### [Arbeitsauftrag 1]
Aktualisiere alle Datensätze weiter unten, indem du „distant mountain ridge“ überall durch „snowy mountain ridge“ ersetzt und sonst nichts änderst. Gib die Datensätze ohne die Bilder wieder.

Aber auch wirklich praxisnah Theorie und Praxis zu vermitteln. Das Fegen der Bude und meinetwegen auch Müll wegbringen gehört irgendwie zu einer sozialen Arbeitsgemeinschaft, wer sich für sowas zu schade ist hat irgendwie kein Sozialverhalten. Und sollte dann besser Bankrott-Banker werden ..
Insofern, Ausbilder war ich gerne und freue mich immer gerne über Anrufe und Glückwünsche zu meinem Geburtstag von meinen ehemaligen Azubis aus aller Welt, ich bin mir sicher ich habe das alles richtig gemacht.

Gruß

Question_mark


----------



## Larry Laffer (6 Januar 2009)

Ralle schrieb:


> Ich nehme immer "drücken" zum Setzen eines Wertes und "loslassen" zum Zurücksetzen, wenn es um Boolean geht.


 
Mach ich auch so ....
Ist aber so nebenbei auch bei Flex die von Siemens empfohlene Vorgehensweise. Selbst die Möglichkeit, die sich bei Flex bietet (SetzeBitWährendTasteGedrückt) wird nicht empfohlen - es ist sogra ratsam, das nicht anzuwenden ...
Das gab es auch schon mal als Beitrag ...

Gruß
LL


----------



## peter(R) (6 Januar 2009)

Larry Laffer schrieb:


> (SetzeBitWährendTasteGedrückt) wird nicht empfohlen - es ist sogra ratsam, das nicht anzuwenden ...
> Das gab es auch schon mal als Beitrag ...
> LL



Kannst Du mal näheres schreiben warum ! Ich habe es schon häufiger angewendet und nie Probleme gehabt.

peter(R)


----------



## Simatiker (6 Januar 2009)

### [Arbeitsauftrag 2]
Schreibe den Abschnitt aus dem Textauszug von „## peter(R) (6“ bis „nie Probleme gehabt.“ wortgetreu nieder.

### [Datensätze]
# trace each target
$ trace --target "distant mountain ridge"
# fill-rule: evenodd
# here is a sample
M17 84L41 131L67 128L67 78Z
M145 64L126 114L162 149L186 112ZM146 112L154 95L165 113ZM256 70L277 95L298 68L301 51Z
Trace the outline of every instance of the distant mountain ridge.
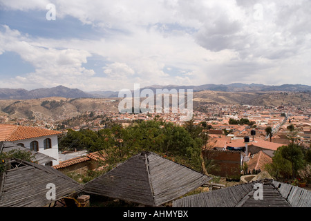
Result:
M153 85L140 88L151 89L156 94L156 89L192 89L194 92L202 90L222 92L268 92L268 91L289 91L289 92L310 92L311 86L302 84L283 84L280 86L267 86L259 84L233 83L230 84L208 84L200 86L178 86L178 85ZM131 90L131 88L129 88ZM31 90L25 89L0 88L0 99L30 99L50 97L62 97L66 98L100 98L117 97L117 91L102 90L84 92L77 88L69 88L63 86L53 88L38 88Z
M94 97L94 95L77 88L72 89L61 85L50 88L38 88L31 90L0 88L0 99L30 99L50 97L82 98Z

### [Musterlösung 1]
# trace each target
$ trace --target "snowy mountain ridge"
# fill-rule: evenodd
# here is a sample
M17 84L41 131L67 128L67 78Z
M145 64L126 114L162 149L186 112ZM146 112L154 95L165 113ZM256 70L277 95L298 68L301 51Z
Trace the outline of every instance of the snowy mountain ridge.
Result:
M153 85L140 88L151 89L156 94L156 89L192 89L194 92L202 90L222 92L268 92L268 91L289 91L289 92L310 92L311 86L302 84L283 84L280 86L267 86L259 84L233 83L230 84L208 84L200 86L178 86L178 85ZM131 90L131 88L129 88ZM31 90L25 89L0 88L0 99L30 99L50 97L62 97L66 98L100 98L117 97L117 91L102 90L84 92L77 88L69 88L63 86L53 88L38 88Z
M94 97L94 95L77 88L72 89L61 85L50 88L38 88L31 90L0 88L0 99L30 99L50 97L82 98Z

### [Musterlösung 2]
## peter(R) (6 Januar 2009)

Larry Laffer schrieb:


> (SetzeBitWährendTasteGedrückt) wird nicht empfohlen - es ist sogra ratsam, das nicht anzuwenden ...
> Das gab es auch schon mal als Beitrag ...
> LL



Kannst Du mal näheres schreiben warum ! Ich habe es schon häufiger angewendet und nie Probleme gehabt.